Task to complete. Reproduce the listing below verbatim, keeping every line and character unchanged.

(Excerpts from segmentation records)
================================
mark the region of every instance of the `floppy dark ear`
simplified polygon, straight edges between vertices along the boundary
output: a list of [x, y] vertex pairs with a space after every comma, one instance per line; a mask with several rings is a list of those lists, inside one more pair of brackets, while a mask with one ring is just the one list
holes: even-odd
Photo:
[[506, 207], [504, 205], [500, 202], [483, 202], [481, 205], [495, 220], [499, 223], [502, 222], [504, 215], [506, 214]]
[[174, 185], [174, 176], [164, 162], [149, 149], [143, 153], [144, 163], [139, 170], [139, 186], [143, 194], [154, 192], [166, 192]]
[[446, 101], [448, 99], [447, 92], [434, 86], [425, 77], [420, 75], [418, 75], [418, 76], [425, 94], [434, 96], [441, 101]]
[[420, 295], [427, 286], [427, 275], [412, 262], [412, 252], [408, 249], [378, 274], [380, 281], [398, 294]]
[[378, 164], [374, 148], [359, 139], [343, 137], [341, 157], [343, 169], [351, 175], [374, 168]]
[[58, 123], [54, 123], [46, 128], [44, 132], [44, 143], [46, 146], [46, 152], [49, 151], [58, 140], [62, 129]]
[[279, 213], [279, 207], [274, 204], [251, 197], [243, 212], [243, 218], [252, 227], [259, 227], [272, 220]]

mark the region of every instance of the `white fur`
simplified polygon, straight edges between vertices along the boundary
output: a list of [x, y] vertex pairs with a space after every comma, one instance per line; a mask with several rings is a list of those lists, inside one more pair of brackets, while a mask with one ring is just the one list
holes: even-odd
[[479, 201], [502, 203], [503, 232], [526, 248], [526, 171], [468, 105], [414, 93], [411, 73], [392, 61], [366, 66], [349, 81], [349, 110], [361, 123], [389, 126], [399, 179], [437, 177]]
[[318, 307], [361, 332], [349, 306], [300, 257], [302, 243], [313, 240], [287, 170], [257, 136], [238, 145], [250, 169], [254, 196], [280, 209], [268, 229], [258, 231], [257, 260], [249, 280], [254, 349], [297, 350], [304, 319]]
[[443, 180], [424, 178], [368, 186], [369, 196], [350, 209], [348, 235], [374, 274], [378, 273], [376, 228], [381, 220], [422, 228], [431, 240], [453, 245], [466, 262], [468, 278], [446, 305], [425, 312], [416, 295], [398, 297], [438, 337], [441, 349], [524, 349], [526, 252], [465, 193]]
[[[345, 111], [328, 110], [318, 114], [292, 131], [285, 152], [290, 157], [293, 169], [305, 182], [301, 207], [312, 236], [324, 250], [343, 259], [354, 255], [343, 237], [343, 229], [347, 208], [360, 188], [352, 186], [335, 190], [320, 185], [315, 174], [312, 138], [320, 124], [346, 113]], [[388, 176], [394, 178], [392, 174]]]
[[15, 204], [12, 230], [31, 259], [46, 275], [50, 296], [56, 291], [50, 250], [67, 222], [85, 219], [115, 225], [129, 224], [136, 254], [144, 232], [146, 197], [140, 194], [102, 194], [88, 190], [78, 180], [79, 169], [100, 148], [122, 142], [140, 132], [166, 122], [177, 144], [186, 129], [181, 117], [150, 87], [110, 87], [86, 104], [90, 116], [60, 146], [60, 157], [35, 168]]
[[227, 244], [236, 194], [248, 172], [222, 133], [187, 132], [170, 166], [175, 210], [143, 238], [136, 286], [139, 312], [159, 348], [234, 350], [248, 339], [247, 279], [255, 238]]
================================
The reply.
mark the region of every instance of the `floppy dark ear`
simplified polygon, straight edges between vertices along the boundary
output: a list of [x, y] vertex pairs with a space after every comma, one instance per line; a mask with several rings is a list of those lists, inside one more pair of brackets, while a mask with one ring is just the one list
holes: even-odd
Photo:
[[506, 207], [504, 205], [500, 202], [483, 202], [481, 205], [495, 220], [499, 223], [502, 222], [504, 215], [506, 214]]
[[174, 185], [174, 176], [164, 162], [149, 149], [143, 153], [144, 163], [139, 170], [139, 186], [143, 194], [154, 192], [166, 192]]
[[446, 101], [448, 99], [447, 92], [434, 86], [425, 77], [420, 75], [418, 75], [418, 76], [425, 94], [434, 96], [441, 101]]
[[420, 295], [427, 286], [427, 275], [412, 262], [412, 252], [408, 249], [378, 274], [380, 281], [398, 294]]
[[378, 164], [374, 148], [359, 139], [343, 137], [341, 157], [343, 169], [351, 175], [374, 168]]
[[58, 123], [54, 123], [46, 128], [44, 132], [44, 143], [46, 146], [46, 152], [49, 151], [58, 140], [62, 129]]
[[279, 213], [279, 207], [274, 204], [251, 197], [243, 212], [243, 218], [252, 227], [259, 227], [272, 220]]

mark the region of every instance of the `white fur`
simplified polygon, straight edges between vertices along the boundary
output: a list of [x, y] vertex pairs with a space after every comma, one instance per line; a mask with several rings is a list of those lists, inside one more pair of brackets, while a mask with one ring is just the one list
holes: even-odd
[[479, 201], [502, 203], [503, 232], [526, 248], [526, 171], [468, 105], [414, 93], [411, 73], [392, 61], [366, 66], [349, 81], [349, 110], [361, 123], [389, 126], [399, 179], [437, 177]]
[[318, 307], [361, 332], [349, 306], [300, 257], [302, 243], [313, 240], [287, 170], [257, 136], [238, 145], [250, 169], [254, 196], [280, 209], [268, 229], [258, 231], [257, 260], [249, 280], [254, 349], [297, 350], [304, 319]]
[[443, 180], [424, 178], [368, 186], [369, 196], [350, 209], [348, 235], [374, 274], [378, 273], [376, 228], [381, 220], [422, 228], [431, 240], [453, 245], [466, 262], [468, 278], [446, 305], [425, 312], [416, 295], [398, 297], [438, 337], [441, 349], [524, 349], [526, 252], [465, 193]]
[[[345, 111], [328, 110], [318, 114], [292, 131], [285, 152], [290, 157], [293, 169], [305, 182], [301, 207], [312, 236], [324, 250], [343, 259], [354, 255], [343, 237], [343, 229], [347, 208], [360, 188], [352, 186], [335, 190], [320, 185], [315, 174], [312, 138], [320, 124], [346, 113]], [[388, 176], [394, 178], [392, 174]]]
[[15, 204], [12, 230], [31, 259], [46, 275], [50, 296], [56, 291], [50, 250], [67, 222], [85, 219], [115, 225], [129, 224], [136, 254], [144, 232], [146, 197], [140, 194], [102, 194], [88, 190], [78, 180], [79, 169], [100, 148], [122, 142], [140, 132], [166, 122], [177, 144], [186, 129], [181, 117], [150, 87], [110, 87], [86, 104], [90, 116], [60, 146], [60, 157], [35, 168]]
[[227, 244], [236, 194], [248, 172], [222, 133], [187, 132], [170, 166], [175, 210], [143, 238], [136, 286], [139, 312], [159, 348], [234, 350], [248, 339], [247, 279], [255, 238]]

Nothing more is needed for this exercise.